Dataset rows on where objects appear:

══════════════════════════════

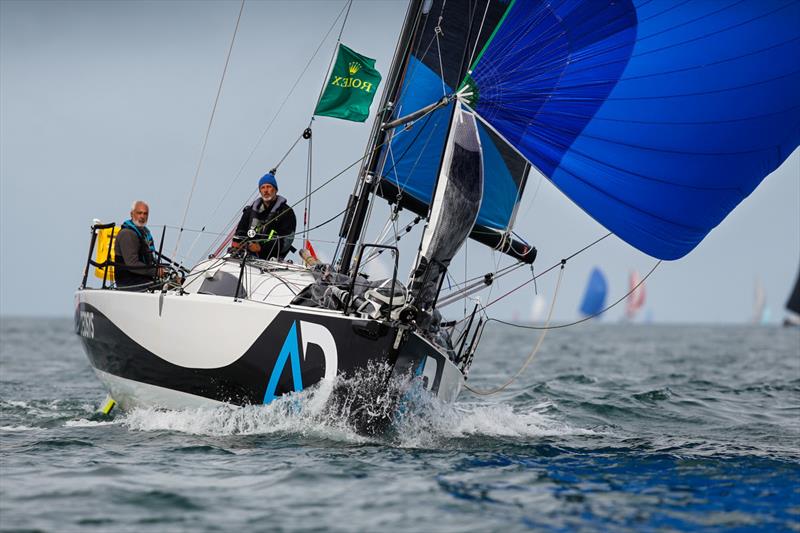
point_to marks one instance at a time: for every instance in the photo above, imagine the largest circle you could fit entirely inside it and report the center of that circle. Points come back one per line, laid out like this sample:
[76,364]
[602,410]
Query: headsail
[447,36]
[793,304]
[656,118]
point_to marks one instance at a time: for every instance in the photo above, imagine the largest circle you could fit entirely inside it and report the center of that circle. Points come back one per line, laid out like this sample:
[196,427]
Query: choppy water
[613,427]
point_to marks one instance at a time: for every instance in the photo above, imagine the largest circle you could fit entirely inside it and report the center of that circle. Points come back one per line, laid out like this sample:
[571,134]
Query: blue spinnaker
[656,118]
[594,299]
[411,165]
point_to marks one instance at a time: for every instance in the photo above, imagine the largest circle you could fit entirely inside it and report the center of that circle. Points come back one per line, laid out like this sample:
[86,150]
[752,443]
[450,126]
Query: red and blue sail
[656,118]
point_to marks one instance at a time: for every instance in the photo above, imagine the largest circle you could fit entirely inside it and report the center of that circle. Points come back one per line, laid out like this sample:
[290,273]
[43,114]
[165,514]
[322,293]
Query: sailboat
[656,120]
[760,310]
[636,296]
[792,317]
[594,296]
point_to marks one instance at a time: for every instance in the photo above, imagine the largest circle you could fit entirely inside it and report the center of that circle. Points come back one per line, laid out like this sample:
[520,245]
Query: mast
[357,210]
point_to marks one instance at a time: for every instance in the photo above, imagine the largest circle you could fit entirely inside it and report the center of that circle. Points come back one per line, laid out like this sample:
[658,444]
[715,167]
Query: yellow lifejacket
[105,251]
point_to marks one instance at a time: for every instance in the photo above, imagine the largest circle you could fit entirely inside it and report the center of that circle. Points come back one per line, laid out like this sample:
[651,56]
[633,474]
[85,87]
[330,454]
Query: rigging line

══════════════════════════════

WHAT THE TASK ASKS:
Pictures don't belong in the copy. Transcribe every record exactly as it appears.

EXPECTED ANSWER:
point_to marks one instance at a time: for every instance in the photo above, imagine the largest circle you could fit entirely inside it and report the center of that circle. Points come back one per line, laid out like this sample:
[76,364]
[602,410]
Query: headsail
[447,36]
[793,304]
[656,118]
point_to marks one instance at a time: for every instance in the photo above, imagine the largest circle you could fit entirely inside it and report the center of that circle. Points come back one per line, laid out like this sample:
[196,427]
Query: choppy water
[613,427]
point_to marks one instance at a time: for every instance in the photo above, imagine the largest circle you could fit entirely inside it and report the center of that circle. Points come back one per line, laid out like this sample:
[571,134]
Query: blue spinnaker
[656,118]
[594,299]
[411,165]
point_to marks one instance at a time: for every instance in the photo above, imagine the largest circle you could fit entirely inside it and report the center of that circle. Points come back one per line, laid out like this sample:
[86,150]
[752,443]
[450,126]
Query: red and blue sail
[656,118]
point_to marks one instance at a time: for every instance in the photo above, imagine the largest circle you could fit entirely inside it and report the center of that circle. Points come back one per line, laid out like this sample:
[290,273]
[43,114]
[165,514]
[322,293]
Query: sailboat
[656,120]
[760,310]
[636,296]
[792,317]
[594,296]
point_to marks one instance at a time: for every instance in the photo above, imagine the largest circle you could fit entirely inside it and report the center of that circle. Points come back one per line, laid out like this sample:
[520,245]
Query: mast
[357,210]
point_to marks one instance at a time: for every instance in the photo above, imagine the largest circle you could fit entirely inside it and report the center of that circle. Points come back one per line, laid out like this sample:
[658,444]
[715,167]
Query: yellow lifejacket
[105,251]
point_to marks one instance at a time: for every instance in the photo above, imagine the largest circle you could fit entirely inside it and report the center of that circle. Points come back one per line, laid out like this sample:
[651,56]
[633,474]
[85,87]
[330,454]
Query: rigging line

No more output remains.